PAGE TEXT>
⟨

The Walking Dead #100
“Something to Fear, Part Four”
Writer: Robert Kirkman
Artist: Charlie Adlard
Gray tones: Cliff Rathburn
Letters: Rus Wooton
Cover artists: Charlie Adlard, Marc Silvestri, Frank Quitely, Todd McFarlane, Sean Phillips, Bryan Hitch & Ryan Ottley
Editor: Sina Grace
Publisher: Image Comics/Skybound Entertainment
Price: $3.99 US/CAN ($9.99 US/CAN chromium cover)
What may be the best-selling North American comic book of the year is a fairly run-of-the-mill chapter of the long-running, popular zombie-apocalypse series, but it’s nevertheless a satisfying one for fans and followers. Kirkman’s focus here is on shock value. He tries to shock his readers with the casual callousness and corruption of a new villain. He tries to shock us by writing against the expectations he’s built up over the past few months. And he tries to shock the audience with the death of a major character. While the storytelling is visceral and effective, it’s not really shocking — at least not for those who have been paying attention over the course of the series. What Kirkman really does here is just follow his pattern. We’ve seen this group of survivors achieve some measure of normalcy and/or security in the past, and every time, Kirkman tears it down and throws their lives into further chaos — all in the name of driving the story and characters in new directions. He does it well, but those who might tout this milestone 100th issue something different or unique in the larger context of the series would be mistaken.

⟩

TASK SET>
A. In the review of The Walking Dead #100, what is Kirkman's focus in this issue?
B. Rewrite the review of The Walking Dead #100 starting at "Writer: Robert Kirkman" and ending at "US/CAN chromium cover)", with "Gray tones" changed to "Tones".
C. Write the next part of the review of The Walking Dead #100, picking up after its final sentence.
The listing that follows has nothing to do with the review of The Walking Dead #100.

EXTRACTED MATERIAL>
⟨

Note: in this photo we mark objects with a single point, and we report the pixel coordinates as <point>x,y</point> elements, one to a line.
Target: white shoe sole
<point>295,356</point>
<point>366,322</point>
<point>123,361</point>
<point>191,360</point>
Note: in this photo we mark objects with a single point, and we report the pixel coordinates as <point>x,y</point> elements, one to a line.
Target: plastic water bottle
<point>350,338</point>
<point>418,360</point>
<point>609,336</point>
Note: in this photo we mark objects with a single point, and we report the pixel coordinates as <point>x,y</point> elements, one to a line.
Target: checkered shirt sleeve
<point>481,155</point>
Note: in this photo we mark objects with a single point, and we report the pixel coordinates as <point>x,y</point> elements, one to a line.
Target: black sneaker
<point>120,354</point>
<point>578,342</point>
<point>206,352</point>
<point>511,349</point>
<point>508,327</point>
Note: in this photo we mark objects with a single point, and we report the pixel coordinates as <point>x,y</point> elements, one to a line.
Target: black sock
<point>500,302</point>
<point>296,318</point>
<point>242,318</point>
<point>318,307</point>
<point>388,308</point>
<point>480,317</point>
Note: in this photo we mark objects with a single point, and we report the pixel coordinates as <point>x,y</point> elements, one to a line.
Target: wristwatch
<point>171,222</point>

⟩

SOLVED TASKS>
A. Shock value.

B.
Writer: Robert Kirkman
Artist: Charlie Adlard
Tones: Cliff Rathburn
Letters: Rus Wooton
Cover artists: Charlie Adlard, Marc Silvestri, Frank Quitely, Todd McFarlane, Sean Phillips, Bryan Hitch & Ryan Ottley
Editor: Sina Grace
Publisher: Image Comics/Skybound Entertainment
Price: $3.99 US/CAN ($9.99 US/CAN chromium cover)

C.
Rick Grimes’s plan to take down the local warlord has backfired, as he’s lost some good people to retaliation, but his group has definitely made its mark on Negan’s group, killing several men from among the enemies’ ranks. It’s a time of crisis, though, and Rick leads a small contingent back to the seemingly idyllic Hilltop to consult and regroup, but he’s underestimated Negan’s cunning, ruthlessness and resources, and his group is about to pay a horrific price for its leader’s miscalculations.
I’m a bit torn about the nature of this landmark issue. On the one hand, I rather appreciated it was basically just an oversized regular episode of the story featuring a pivotal moment for the protagonists. On the other, given the immense popularity of the property both in and out of comics, it seemed like a missed opportunity to draw even more fans into the fold. This is the fourth part of the current story arc, and there’s not a whole lot of exposition included in the issue. It’s not wholly inaccessible, but I’m surprised Kirkman and company didn’t include some sort of self-contained bonus story. The 100th issue of the comic book that spawned AMC’s most popular cable TV show was bound to attract the attention of people who haven’t read the comics or collected editions, and it didn’t really feel like there was much here for them.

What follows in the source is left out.